■ Aim of the exercise
Render every item below as a numbered list, leaving out any blank lines.

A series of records

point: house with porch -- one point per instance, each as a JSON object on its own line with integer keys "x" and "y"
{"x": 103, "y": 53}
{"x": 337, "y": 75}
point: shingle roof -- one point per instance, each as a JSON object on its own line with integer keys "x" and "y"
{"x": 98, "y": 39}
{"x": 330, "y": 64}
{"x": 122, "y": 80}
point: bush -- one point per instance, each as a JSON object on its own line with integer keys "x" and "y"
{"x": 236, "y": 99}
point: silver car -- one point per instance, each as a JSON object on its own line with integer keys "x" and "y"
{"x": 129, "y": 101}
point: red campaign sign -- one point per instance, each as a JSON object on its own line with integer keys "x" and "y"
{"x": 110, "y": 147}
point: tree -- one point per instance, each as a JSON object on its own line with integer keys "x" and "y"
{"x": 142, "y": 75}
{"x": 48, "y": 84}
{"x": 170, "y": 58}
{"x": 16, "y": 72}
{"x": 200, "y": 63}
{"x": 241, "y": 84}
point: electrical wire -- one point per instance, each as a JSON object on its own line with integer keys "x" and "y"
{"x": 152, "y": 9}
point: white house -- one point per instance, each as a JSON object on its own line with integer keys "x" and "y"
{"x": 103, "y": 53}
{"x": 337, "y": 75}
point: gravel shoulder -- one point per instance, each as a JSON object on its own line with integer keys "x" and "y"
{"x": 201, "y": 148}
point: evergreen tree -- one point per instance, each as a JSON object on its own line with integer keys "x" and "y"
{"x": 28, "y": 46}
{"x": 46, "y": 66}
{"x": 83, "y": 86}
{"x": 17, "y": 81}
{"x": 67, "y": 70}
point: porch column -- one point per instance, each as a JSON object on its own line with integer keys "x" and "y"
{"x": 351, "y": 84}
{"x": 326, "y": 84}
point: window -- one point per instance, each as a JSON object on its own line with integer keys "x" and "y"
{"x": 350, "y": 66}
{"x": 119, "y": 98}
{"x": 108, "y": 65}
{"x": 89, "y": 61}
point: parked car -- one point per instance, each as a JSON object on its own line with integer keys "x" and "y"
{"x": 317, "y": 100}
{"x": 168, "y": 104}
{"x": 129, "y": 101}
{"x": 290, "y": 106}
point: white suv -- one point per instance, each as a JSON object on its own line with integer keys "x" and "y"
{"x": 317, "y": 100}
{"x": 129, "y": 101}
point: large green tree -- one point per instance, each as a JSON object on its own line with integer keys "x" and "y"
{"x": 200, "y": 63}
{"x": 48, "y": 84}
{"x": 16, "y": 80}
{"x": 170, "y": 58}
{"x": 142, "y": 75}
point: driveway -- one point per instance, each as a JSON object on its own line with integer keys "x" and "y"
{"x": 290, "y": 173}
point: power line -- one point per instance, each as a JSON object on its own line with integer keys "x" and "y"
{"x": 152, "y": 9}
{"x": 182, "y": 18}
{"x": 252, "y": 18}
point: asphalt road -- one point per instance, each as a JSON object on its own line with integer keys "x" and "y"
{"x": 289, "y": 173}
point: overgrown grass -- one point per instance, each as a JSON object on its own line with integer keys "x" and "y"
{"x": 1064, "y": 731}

■ Output of the task
1. point: house with porch -- one point per instance, each as a JSON object on its own line with integer keys "x" and "y"
2. {"x": 103, "y": 53}
3. {"x": 337, "y": 75}
4. point: shingle roof -- one point per instance, each as a JSON object on its own line with integer keys "x" and "y"
5. {"x": 98, "y": 39}
6. {"x": 330, "y": 64}
7. {"x": 122, "y": 80}
8. point: bush -- one point per instance, each as a JSON object on its own line with integer keys "x" and "y"
9. {"x": 236, "y": 99}
10. point: silver car -- one point per instance, each as a JSON object on its own line with integer keys "x" and "y"
11. {"x": 129, "y": 101}
12. point: red campaign sign -- one point per instance, each as a JSON object on its own line with integer keys "x" and "y"
13. {"x": 110, "y": 147}
14. point: tree -- one point per instance, each as a JSON object on its own line with integer keys "x" and "y"
15. {"x": 142, "y": 75}
16. {"x": 48, "y": 84}
17. {"x": 170, "y": 58}
18. {"x": 16, "y": 72}
19. {"x": 200, "y": 63}
20. {"x": 241, "y": 84}
21. point: electrical wire -- one point per instance, each as a JSON object on its own line with integer keys "x" and "y"
22. {"x": 152, "y": 9}
23. point: white house -- one point per instance, each as a JSON object on its own line with integer keys "x" and "y"
24. {"x": 103, "y": 53}
25. {"x": 337, "y": 75}
26. point: gravel shoulder -- one point per instance, each as a JSON object on its own line with integer keys "x" and "y"
27. {"x": 201, "y": 148}
28. point: evergreen tree -- one point per instance, each as a JSON object on its own line with integer keys "x" and "y"
29. {"x": 28, "y": 46}
30. {"x": 46, "y": 66}
31. {"x": 83, "y": 86}
32. {"x": 17, "y": 81}
33. {"x": 67, "y": 70}
34. point: porch column -- one point per instance, each as a JSON object on its own line with integer keys "x" and "y"
35. {"x": 351, "y": 84}
36. {"x": 326, "y": 84}
37. point: window -- one point per instance, each as a JSON object on its own line with integer keys "x" and "y"
38. {"x": 350, "y": 66}
39. {"x": 119, "y": 98}
40. {"x": 108, "y": 65}
41. {"x": 89, "y": 61}
42. point: parked car -- one point per instance, each as a JSON object on its own line with integer keys "x" and "y"
43. {"x": 317, "y": 100}
44. {"x": 168, "y": 104}
45. {"x": 129, "y": 101}
46. {"x": 290, "y": 106}
47. point: white suv -- one point per instance, each as a JSON object on its own line with integer keys "x" and "y"
48. {"x": 317, "y": 100}
49. {"x": 129, "y": 101}
50. point: large green tree -- one point per instance, each as a JSON object on its own line with integer keys "x" and "y"
51. {"x": 200, "y": 63}
52. {"x": 48, "y": 84}
53. {"x": 16, "y": 80}
54. {"x": 170, "y": 58}
55. {"x": 142, "y": 75}
56. point: driveway -- one point per instance, each as a JSON object on its own line with integer keys "x" and "y"
57. {"x": 290, "y": 173}
58. point: power line -- one point per instance, each as a JSON object on its own line with integer keys "x" and "y"
59. {"x": 152, "y": 9}
60. {"x": 182, "y": 18}
61. {"x": 252, "y": 18}
62. point: asphalt road -- one point per instance, each as a JSON object on its own line with integer keys "x" and "y"
63. {"x": 289, "y": 173}
64. point: overgrown grass -- one point per instance, each as a JSON object on its own line with integer keys "x" and "y"
65. {"x": 1064, "y": 731}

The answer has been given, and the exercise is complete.